- **What the task asks**: Reproduce each of the entries below line for line, with every character unchanged.

Entries from a data collection
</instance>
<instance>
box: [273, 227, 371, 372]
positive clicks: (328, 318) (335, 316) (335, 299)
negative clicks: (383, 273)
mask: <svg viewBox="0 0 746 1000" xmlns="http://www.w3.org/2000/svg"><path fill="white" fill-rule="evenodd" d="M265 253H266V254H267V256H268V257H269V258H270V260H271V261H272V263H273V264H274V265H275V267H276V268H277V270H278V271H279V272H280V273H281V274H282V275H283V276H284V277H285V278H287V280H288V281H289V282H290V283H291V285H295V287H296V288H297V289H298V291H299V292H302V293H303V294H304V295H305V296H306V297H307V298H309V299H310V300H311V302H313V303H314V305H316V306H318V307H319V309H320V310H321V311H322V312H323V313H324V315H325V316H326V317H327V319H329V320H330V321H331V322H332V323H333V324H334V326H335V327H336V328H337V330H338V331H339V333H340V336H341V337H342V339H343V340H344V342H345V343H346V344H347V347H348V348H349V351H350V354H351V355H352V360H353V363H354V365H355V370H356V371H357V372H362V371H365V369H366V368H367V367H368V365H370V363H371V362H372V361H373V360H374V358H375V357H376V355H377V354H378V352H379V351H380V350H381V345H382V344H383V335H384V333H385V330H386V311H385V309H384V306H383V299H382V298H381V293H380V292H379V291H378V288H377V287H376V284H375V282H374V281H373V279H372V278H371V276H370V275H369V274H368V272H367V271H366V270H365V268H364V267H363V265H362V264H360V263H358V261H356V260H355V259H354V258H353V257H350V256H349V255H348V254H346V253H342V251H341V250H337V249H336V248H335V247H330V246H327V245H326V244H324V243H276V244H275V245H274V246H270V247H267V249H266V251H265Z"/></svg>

- **Written response**:
</instance>
<instance>
box: [273, 227, 371, 372]
positive clicks: (328, 318) (335, 316) (335, 299)
negative clicks: (383, 273)
mask: <svg viewBox="0 0 746 1000" xmlns="http://www.w3.org/2000/svg"><path fill="white" fill-rule="evenodd" d="M265 253H266V254H267V256H268V257H269V258H270V260H271V261H272V263H273V264H274V265H275V267H276V268H277V270H278V271H279V272H280V273H281V274H282V275H283V276H284V277H285V278H287V280H288V281H289V282H290V283H291V285H295V287H296V288H297V289H298V291H299V292H302V293H303V294H304V295H305V296H306V297H307V298H309V299H310V300H311V302H313V303H314V305H316V306H318V307H319V309H320V310H321V311H322V312H323V313H324V315H325V316H326V317H327V319H329V320H330V321H331V322H332V323H333V324H334V326H335V327H336V328H337V330H338V331H339V333H340V336H341V337H342V339H343V340H344V342H345V343H346V344H347V347H348V348H349V351H350V354H351V355H352V360H353V363H354V365H355V370H356V371H357V372H362V371H365V369H366V368H367V367H368V365H370V363H371V362H372V361H373V360H374V358H375V357H376V355H377V354H378V352H379V351H380V350H381V345H382V344H383V335H384V333H385V330H386V311H385V309H384V306H383V299H382V298H381V293H380V292H379V291H378V288H377V287H376V284H375V282H374V281H373V279H372V278H371V276H370V275H369V274H368V272H367V271H366V270H365V268H364V267H363V265H362V264H360V263H358V261H356V260H355V259H354V258H353V257H350V256H349V255H348V254H346V253H342V251H341V250H337V249H336V248H335V247H330V246H327V245H326V244H324V243H276V244H275V245H274V246H270V247H267V249H266V251H265Z"/></svg>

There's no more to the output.